↓

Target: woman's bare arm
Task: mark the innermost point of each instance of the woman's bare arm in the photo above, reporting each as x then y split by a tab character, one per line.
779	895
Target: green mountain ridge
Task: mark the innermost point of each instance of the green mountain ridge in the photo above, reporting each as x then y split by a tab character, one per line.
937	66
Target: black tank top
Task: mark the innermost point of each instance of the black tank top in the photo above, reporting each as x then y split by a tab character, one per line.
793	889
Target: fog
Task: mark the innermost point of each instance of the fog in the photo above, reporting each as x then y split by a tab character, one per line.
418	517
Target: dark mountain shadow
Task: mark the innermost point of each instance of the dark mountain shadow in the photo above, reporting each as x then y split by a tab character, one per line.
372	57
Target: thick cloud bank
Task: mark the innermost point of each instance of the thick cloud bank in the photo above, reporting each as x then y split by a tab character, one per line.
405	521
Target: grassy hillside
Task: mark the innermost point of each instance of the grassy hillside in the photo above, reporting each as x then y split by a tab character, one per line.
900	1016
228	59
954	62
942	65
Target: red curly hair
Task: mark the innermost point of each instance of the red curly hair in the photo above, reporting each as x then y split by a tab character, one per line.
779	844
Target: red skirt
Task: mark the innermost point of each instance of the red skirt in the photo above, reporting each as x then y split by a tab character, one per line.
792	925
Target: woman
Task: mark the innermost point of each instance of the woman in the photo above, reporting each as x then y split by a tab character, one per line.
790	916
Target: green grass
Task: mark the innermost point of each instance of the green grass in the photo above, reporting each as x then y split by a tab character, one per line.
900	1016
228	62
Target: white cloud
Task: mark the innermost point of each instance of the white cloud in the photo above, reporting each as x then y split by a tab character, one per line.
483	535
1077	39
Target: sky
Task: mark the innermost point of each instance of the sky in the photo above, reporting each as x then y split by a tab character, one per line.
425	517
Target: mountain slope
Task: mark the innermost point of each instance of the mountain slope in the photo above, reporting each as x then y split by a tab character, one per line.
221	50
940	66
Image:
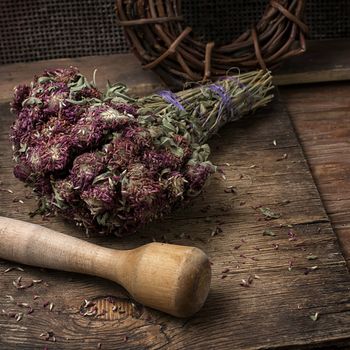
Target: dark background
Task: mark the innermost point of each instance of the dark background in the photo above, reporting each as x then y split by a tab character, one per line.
43	29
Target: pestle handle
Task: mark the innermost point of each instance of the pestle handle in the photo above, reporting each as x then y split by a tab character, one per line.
171	278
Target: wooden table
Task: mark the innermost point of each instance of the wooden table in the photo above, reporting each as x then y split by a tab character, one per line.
276	310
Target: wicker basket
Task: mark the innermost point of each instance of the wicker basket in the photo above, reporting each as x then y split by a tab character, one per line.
163	42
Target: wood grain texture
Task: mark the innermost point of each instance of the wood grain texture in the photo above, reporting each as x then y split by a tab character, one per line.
323	61
313	66
321	116
121	67
273	311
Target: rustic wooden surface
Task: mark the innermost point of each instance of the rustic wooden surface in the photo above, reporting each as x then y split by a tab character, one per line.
274	312
321	117
313	66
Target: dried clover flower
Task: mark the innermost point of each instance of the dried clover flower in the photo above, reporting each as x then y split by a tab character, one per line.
111	162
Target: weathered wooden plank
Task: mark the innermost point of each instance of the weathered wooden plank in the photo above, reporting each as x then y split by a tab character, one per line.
324	60
273	312
121	67
321	117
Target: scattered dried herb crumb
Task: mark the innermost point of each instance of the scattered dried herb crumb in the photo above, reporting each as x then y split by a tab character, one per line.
292	236
269	214
309	269
13	268
230	189
312	257
216	231
247	282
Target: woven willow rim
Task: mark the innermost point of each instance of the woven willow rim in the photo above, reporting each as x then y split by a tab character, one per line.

↑

Task goal: Print nothing but the lines from the line with "Target: scattered dried herb crumb" to the last line of the records above. Both of those lines count.

Completed task:
Target: scattered dried herb crumb
Task: mark the innermost point of each instance of the scattered dried herb crumb in the photo above, reporting each as x then y split by a tab character, one per line.
292	236
269	214
309	269
13	268
230	189
312	257
216	231
247	282
Target: woven willow rim
Task: mark the innermost point of each instance of the woven willow rim in the photo above, reporting each as x then y split by a tab character, one per line.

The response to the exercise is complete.